PROBLEM REQUIREMENTS — Please collect each line from the items below that contains the string "Locate", and copy those lines unchanged.

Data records
+++++
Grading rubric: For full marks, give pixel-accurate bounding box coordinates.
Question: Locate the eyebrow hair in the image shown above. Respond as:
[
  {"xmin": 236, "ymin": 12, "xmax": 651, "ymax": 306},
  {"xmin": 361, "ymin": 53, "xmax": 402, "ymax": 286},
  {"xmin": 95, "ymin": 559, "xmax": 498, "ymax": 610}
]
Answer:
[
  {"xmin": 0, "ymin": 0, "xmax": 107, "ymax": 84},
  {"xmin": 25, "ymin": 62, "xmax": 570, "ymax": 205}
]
+++++
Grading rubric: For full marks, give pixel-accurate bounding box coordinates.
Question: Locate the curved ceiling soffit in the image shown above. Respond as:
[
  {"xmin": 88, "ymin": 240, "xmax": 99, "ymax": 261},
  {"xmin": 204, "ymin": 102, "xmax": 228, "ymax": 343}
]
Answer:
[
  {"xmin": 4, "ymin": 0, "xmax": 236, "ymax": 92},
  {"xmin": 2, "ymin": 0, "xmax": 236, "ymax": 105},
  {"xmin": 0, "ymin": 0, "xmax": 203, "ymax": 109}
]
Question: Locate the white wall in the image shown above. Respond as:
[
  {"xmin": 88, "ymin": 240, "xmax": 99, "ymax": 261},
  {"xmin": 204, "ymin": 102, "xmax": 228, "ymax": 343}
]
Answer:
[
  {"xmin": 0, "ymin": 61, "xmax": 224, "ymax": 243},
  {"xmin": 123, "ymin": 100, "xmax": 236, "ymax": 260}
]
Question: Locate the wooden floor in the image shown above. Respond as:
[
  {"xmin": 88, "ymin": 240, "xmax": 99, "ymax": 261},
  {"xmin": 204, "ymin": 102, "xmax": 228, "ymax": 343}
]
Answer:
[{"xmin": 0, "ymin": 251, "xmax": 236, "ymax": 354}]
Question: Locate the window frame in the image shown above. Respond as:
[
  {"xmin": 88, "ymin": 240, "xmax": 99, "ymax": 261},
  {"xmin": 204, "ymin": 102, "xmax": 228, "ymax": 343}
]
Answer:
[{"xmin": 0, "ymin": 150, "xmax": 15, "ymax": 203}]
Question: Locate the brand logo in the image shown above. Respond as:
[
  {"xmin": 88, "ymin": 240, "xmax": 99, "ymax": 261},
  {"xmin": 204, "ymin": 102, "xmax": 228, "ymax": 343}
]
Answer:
+++++
PROBLEM SOLUTION —
Question: Locate the eyebrow hair in the image shown above. Respond as:
Question: Locate the curved ceiling soffit in the image shown above. Respond as:
Question: Locate the white wall in the image shown above. Respond as:
Question: Locate the wooden floor in the image shown above. Respond as:
Question: Locate the window frame in the image shown above. Respond as:
Question: Locate the brand logo in the image shown above. Respond as:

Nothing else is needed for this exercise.